Render every line of the records below as a JSON list of strings, one string per line, leaving out any blank lines.

* begin Items *

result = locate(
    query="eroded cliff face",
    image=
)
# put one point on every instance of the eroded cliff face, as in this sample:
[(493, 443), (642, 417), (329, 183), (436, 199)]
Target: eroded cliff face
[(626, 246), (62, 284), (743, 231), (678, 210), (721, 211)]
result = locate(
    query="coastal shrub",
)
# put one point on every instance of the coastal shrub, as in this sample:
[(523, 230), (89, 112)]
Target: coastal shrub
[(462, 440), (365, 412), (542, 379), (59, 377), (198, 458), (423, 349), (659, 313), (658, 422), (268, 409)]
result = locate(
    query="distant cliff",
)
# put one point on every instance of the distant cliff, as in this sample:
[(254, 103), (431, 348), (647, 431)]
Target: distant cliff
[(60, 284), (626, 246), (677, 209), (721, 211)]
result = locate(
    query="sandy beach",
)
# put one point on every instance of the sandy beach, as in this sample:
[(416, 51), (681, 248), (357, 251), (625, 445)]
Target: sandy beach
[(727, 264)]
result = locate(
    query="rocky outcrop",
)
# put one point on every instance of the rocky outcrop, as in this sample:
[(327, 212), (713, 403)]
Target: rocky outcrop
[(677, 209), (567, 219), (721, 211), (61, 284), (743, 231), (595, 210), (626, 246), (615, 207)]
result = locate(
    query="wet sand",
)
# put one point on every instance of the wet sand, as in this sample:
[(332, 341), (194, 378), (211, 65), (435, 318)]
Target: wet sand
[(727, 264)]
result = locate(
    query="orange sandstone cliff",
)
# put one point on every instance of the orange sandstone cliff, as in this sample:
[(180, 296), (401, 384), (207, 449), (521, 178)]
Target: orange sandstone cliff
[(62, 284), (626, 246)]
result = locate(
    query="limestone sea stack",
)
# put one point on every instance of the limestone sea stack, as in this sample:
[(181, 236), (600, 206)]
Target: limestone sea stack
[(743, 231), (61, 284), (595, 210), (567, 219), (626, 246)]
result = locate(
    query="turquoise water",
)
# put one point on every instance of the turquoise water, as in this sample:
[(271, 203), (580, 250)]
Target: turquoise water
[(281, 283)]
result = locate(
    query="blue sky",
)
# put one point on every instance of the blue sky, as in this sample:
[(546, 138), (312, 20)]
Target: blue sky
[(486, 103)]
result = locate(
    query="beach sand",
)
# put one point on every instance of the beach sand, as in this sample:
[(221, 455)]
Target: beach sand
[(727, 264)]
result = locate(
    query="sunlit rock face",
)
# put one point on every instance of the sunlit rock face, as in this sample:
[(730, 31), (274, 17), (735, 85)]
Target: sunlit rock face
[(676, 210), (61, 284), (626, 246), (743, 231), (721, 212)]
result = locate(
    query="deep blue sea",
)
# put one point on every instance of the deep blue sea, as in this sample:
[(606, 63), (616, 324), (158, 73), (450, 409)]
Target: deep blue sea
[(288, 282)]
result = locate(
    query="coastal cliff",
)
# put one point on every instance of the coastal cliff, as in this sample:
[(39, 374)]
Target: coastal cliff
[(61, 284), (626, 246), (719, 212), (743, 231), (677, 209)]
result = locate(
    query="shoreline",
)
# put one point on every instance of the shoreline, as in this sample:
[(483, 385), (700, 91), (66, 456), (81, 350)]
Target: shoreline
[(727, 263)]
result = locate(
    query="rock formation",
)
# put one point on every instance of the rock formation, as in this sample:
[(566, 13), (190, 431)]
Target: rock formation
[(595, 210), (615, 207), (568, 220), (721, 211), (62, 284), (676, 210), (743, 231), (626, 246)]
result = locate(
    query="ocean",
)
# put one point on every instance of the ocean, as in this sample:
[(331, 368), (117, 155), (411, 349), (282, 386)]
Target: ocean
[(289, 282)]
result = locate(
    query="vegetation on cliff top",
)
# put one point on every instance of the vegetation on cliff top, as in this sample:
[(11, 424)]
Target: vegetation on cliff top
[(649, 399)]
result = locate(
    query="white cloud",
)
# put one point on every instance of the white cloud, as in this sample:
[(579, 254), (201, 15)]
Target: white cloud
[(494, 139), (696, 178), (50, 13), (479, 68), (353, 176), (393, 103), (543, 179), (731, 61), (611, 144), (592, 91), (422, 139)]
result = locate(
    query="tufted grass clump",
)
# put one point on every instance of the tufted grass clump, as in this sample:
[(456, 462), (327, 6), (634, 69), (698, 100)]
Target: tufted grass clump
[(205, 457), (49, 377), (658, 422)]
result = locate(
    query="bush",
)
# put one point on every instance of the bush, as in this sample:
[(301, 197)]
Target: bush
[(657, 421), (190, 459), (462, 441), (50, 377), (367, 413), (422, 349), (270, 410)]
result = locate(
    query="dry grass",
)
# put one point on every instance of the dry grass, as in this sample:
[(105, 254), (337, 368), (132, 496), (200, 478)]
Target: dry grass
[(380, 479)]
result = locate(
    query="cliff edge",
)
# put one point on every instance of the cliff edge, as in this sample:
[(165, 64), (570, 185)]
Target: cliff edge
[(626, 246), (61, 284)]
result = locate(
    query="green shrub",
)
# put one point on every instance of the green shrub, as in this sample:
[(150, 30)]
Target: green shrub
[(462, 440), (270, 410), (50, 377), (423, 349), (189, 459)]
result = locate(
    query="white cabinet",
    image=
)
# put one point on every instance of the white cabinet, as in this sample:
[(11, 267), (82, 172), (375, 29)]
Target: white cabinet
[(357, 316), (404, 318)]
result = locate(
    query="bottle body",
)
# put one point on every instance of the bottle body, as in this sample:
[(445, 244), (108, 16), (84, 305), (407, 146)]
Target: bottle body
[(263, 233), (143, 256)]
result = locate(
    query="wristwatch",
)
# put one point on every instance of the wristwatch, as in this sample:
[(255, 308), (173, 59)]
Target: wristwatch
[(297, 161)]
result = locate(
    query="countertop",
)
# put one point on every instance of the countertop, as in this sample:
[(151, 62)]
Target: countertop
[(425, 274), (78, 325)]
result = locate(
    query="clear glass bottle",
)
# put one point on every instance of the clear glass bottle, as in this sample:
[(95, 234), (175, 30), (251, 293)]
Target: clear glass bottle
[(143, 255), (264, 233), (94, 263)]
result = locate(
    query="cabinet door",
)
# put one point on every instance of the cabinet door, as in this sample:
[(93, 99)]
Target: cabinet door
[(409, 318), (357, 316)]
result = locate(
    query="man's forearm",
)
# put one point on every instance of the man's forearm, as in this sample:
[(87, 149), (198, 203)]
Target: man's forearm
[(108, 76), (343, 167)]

* end Items *

### Complete response:
[
  "result = locate(",
  "    query=\"eroded cliff face\",",
  "    image=",
  ")",
  "# put one point on every instance of the eroded cliff face, as in this sample:",
  "[(493, 443), (642, 417), (329, 183), (436, 199)]",
  "Target: eroded cliff face",
  "[(626, 246), (62, 284), (743, 231), (678, 210), (721, 211)]",
  "result = locate(",
  "    query=\"coastal shrub\",",
  ")",
  "# put one point on every instance of the coastal shrub, as in this sample:",
  "[(523, 230), (89, 112)]",
  "Target: coastal shrub",
  "[(462, 440), (365, 412), (542, 379), (59, 377), (198, 458), (423, 349), (659, 313), (658, 422), (268, 409)]",
  "result = locate(",
  "    query=\"distant cliff\",",
  ")",
  "# put one point on every instance of the distant cliff, as in this sample:",
  "[(254, 103), (431, 348), (647, 431)]",
  "Target: distant cliff",
  "[(60, 284), (626, 246), (677, 209), (721, 211)]",
  "result = locate(",
  "    query=\"sandy beach\",",
  ")",
  "# put one point on every instance of the sandy beach, as in this sample:",
  "[(416, 51), (681, 248), (357, 251), (625, 445)]",
  "Target: sandy beach",
  "[(727, 264)]",
  "result = locate(",
  "    query=\"rocky outcrop\",",
  ")",
  "# put one point on every instance of the rocky outcrop, as in this sample:",
  "[(327, 212), (713, 403)]",
  "Target: rocky outcrop",
  "[(677, 209), (567, 219), (721, 211), (61, 284), (743, 231), (595, 210), (626, 246), (615, 207)]",
  "result = locate(",
  "    query=\"wet sand\",",
  ")",
  "# put one point on every instance of the wet sand, as in this sample:",
  "[(332, 341), (194, 378), (211, 65), (435, 318)]",
  "Target: wet sand",
  "[(727, 264)]",
  "result = locate(",
  "    query=\"orange sandstone cliff\",",
  ")",
  "# put one point on every instance of the orange sandstone cliff, as in this sample:",
  "[(180, 296), (401, 384), (207, 449), (521, 178)]",
  "Target: orange sandstone cliff",
  "[(62, 284), (626, 246)]",
  "result = locate(",
  "    query=\"limestone sea stack\",",
  ")",
  "# put one point on every instance of the limestone sea stack, as in this sample:",
  "[(181, 236), (600, 206)]",
  "Target: limestone sea stack",
  "[(743, 231), (61, 284), (595, 210), (567, 219), (626, 246)]",
  "result = locate(",
  "    query=\"turquoise water\",",
  ")",
  "# put one point on every instance of the turquoise water, as in this sample:",
  "[(271, 203), (580, 250)]",
  "Target: turquoise water",
  "[(281, 283)]",
  "result = locate(",
  "    query=\"blue sky\",",
  ")",
  "# put one point on every instance of the blue sky, as in this sample:",
  "[(546, 138), (312, 20)]",
  "Target: blue sky",
  "[(486, 103)]",
  "result = locate(",
  "    query=\"beach sand\",",
  ")",
  "# put one point on every instance of the beach sand, as in this sample:",
  "[(221, 455)]",
  "Target: beach sand",
  "[(727, 264)]",
  "result = locate(",
  "    query=\"sunlit rock face\",",
  ")",
  "# put one point on every instance of the sunlit rock face, as in this sample:",
  "[(730, 31), (274, 17), (735, 85)]",
  "Target: sunlit rock face",
  "[(676, 210), (61, 284), (626, 246), (743, 231), (721, 212)]",
  "result = locate(",
  "    query=\"deep blue sea\",",
  ")",
  "# put one point on every instance of the deep blue sea, as in this sample:",
  "[(606, 63), (616, 324), (158, 73), (450, 409)]",
  "Target: deep blue sea",
  "[(288, 282)]",
  "result = locate(",
  "    query=\"coastal cliff\",",
  ")",
  "# put one point on every instance of the coastal cliff, as in this sample:",
  "[(39, 374)]",
  "Target: coastal cliff",
  "[(61, 284), (626, 246), (719, 212), (743, 231), (677, 209)]",
  "result = locate(",
  "    query=\"shoreline\",",
  ")",
  "# put one point on every instance of the shoreline, as in this sample:",
  "[(483, 385), (700, 91), (66, 456), (81, 350)]",
  "Target: shoreline",
  "[(727, 263)]",
  "result = locate(",
  "    query=\"rock formation\",",
  ")",
  "# put one point on every instance of the rock formation, as in this sample:",
  "[(566, 13), (190, 431)]",
  "Target: rock formation",
  "[(595, 210), (615, 207), (568, 220), (721, 211), (62, 284), (676, 210), (743, 231), (626, 246)]",
  "result = locate(",
  "    query=\"ocean\",",
  ")",
  "# put one point on every instance of the ocean, as in this sample:",
  "[(331, 368), (117, 155), (411, 349), (282, 386)]",
  "Target: ocean",
  "[(289, 282)]",
  "result = locate(",
  "    query=\"vegetation on cliff top\",",
  ")",
  "# put one point on every instance of the vegetation on cliff top, as in this sample:",
  "[(11, 424)]",
  "Target: vegetation on cliff top",
  "[(649, 399)]",
  "result = locate(",
  "    query=\"white cloud\",",
  ")",
  "# put one point on every instance of the white cloud, as in this sample:",
  "[(579, 254), (201, 15)]",
  "Target: white cloud",
  "[(494, 139), (696, 178), (50, 13), (479, 68), (353, 176), (393, 103), (543, 179), (731, 61), (611, 144), (592, 91), (422, 139)]",
  "result = locate(",
  "    query=\"tufted grass clump\",",
  ")",
  "# put one point on every instance of the tufted grass clump, as in this sample:",
  "[(456, 462), (327, 6), (634, 69), (698, 100)]",
  "Target: tufted grass clump",
  "[(205, 457), (49, 377), (658, 422)]",
  "result = locate(",
  "    query=\"bush\",",
  ")",
  "# put one point on every instance of the bush, as in this sample:",
  "[(301, 197)]",
  "Target: bush",
  "[(657, 421), (190, 459), (462, 441), (50, 377), (367, 413), (422, 349), (270, 410)]",
  "result = locate(",
  "    query=\"dry grass\",",
  ")",
  "# put one point on every instance of the dry grass, as in this sample:",
  "[(105, 254), (337, 368), (132, 496), (200, 478)]",
  "Target: dry grass",
  "[(380, 479)]",
  "result = locate(",
  "    query=\"cliff edge\",",
  ")",
  "# put one point on every instance of the cliff edge, as in this sample:",
  "[(165, 64), (570, 185)]",
  "Target: cliff edge",
  "[(626, 246), (61, 284)]",
  "result = locate(",
  "    query=\"green shrub\",",
  ")",
  "# put one point on every instance of the green shrub, as in this sample:",
  "[(150, 30)]",
  "Target: green shrub",
  "[(462, 440), (270, 410), (50, 377), (423, 349), (189, 459)]",
  "result = locate(",
  "    query=\"white cabinet\",",
  "    image=",
  ")",
  "# put one point on every instance of the white cabinet, as in this sample:",
  "[(11, 267), (82, 172), (375, 29)]",
  "Target: white cabinet",
  "[(357, 316), (404, 318)]",
  "result = locate(",
  "    query=\"bottle body\",",
  ")",
  "# put one point on every instance of the bottle body, as in this sample:",
  "[(445, 244), (108, 16), (84, 305), (407, 146)]",
  "Target: bottle body",
  "[(263, 233), (143, 256)]",
  "result = locate(",
  "    query=\"wristwatch\",",
  ")",
  "# put one point on every instance of the wristwatch, as in this sample:",
  "[(255, 308), (173, 59)]",
  "Target: wristwatch",
  "[(297, 161)]",
  "result = locate(",
  "    query=\"countertop\",",
  ")",
  "# put one point on every instance of the countertop, as in this sample:",
  "[(151, 62)]",
  "Target: countertop",
  "[(425, 274), (78, 325)]",
  "result = locate(",
  "    query=\"clear glass bottle\",",
  ")",
  "# put one point on every instance of the clear glass bottle, as in this sample:",
  "[(95, 234), (175, 30), (251, 293)]",
  "Target: clear glass bottle",
  "[(143, 255), (264, 233), (94, 263)]",
  "result = locate(",
  "    query=\"cabinet door\",",
  ")",
  "# put one point on every instance of the cabinet door, as in this sample:",
  "[(93, 99)]",
  "Target: cabinet door",
  "[(409, 318), (357, 316)]",
  "result = locate(",
  "    query=\"man's forearm\",",
  ")",
  "# put one point on every instance of the man's forearm, as in this sample:",
  "[(87, 149), (198, 203)]",
  "Target: man's forearm",
  "[(108, 76), (343, 167)]"
]